Instructions to follow>
Reproduce every line of the entries from the line containing "Task: point out every instance of the concrete" through the end of the entries, both ends included, requests and all. Multiply each marker coordinate in the answers by 2.1 and round it to a whole number, rounding halves up, while leaving the requests and their sample outputs unchanged.

(Collected data)
────────
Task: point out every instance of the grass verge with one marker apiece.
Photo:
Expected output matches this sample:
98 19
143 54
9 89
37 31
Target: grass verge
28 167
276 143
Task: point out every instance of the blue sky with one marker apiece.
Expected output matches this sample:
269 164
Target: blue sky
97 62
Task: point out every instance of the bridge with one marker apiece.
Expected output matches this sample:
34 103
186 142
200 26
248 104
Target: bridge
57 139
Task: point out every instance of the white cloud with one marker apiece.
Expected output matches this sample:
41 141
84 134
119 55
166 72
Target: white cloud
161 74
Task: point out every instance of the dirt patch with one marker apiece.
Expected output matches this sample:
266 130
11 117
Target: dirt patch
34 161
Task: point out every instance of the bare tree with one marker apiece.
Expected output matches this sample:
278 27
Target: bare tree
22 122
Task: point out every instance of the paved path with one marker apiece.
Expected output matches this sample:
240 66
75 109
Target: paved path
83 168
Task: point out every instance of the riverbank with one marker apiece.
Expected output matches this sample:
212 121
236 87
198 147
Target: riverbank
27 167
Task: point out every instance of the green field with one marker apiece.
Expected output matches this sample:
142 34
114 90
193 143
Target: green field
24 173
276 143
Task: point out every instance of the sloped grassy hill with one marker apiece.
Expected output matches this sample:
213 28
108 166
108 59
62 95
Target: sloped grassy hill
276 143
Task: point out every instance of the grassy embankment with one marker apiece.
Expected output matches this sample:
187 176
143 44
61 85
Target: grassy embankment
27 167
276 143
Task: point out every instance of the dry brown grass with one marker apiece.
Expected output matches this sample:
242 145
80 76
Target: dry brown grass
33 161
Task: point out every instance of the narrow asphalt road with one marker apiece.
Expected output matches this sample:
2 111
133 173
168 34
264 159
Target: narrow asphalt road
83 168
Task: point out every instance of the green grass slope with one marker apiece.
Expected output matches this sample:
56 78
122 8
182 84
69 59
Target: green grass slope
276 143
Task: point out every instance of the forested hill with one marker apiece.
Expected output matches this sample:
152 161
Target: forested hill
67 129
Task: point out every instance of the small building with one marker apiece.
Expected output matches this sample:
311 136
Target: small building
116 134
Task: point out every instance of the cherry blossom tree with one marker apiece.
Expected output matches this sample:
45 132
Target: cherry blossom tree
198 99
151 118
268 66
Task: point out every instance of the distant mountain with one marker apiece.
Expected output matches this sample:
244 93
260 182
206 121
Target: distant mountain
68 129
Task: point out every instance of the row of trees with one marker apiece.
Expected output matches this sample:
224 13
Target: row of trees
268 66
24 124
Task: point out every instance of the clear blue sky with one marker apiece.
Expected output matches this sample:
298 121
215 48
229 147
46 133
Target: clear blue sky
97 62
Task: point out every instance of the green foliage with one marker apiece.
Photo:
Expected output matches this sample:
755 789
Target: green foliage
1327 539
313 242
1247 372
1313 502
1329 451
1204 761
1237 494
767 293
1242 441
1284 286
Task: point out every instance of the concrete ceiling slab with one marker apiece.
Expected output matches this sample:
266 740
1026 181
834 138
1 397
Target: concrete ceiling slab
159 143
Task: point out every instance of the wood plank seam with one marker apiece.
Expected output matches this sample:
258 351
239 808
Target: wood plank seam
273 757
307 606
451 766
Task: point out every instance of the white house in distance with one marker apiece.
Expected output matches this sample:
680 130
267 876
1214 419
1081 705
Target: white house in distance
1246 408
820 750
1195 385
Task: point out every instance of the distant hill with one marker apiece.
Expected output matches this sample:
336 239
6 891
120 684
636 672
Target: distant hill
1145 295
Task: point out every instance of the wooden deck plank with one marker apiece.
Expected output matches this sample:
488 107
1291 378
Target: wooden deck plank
────────
Task output>
Task: point out every instance of the concrete ceiling slab with one marker apiece.
Expected output matches this sample:
266 740
1026 181
834 138
1 397
Target: concrete ceiling slab
334 300
Task: point out every instance of the wood plank seam with one marker apiece.
Expected output matches this sample:
258 351
239 808
Target: wood plank seam
573 1590
645 1273
947 1609
Task: point out every instance of the white house in distance with one marker apiece.
Expected output matches this sample:
680 130
267 876
1214 419
1081 705
Target: white house in distance
2617 857
1722 1575
2510 809
Task: point out every instance of the distant hill with one marker apiece.
Expected output matches this sample:
336 239
6 891
120 684
636 672
Target: distant hill
2405 620
Task: point out every instance of the wooden deck plank with one marker apiece.
Expected output matches this sample:
488 107
1291 378
Target: wooden deck plank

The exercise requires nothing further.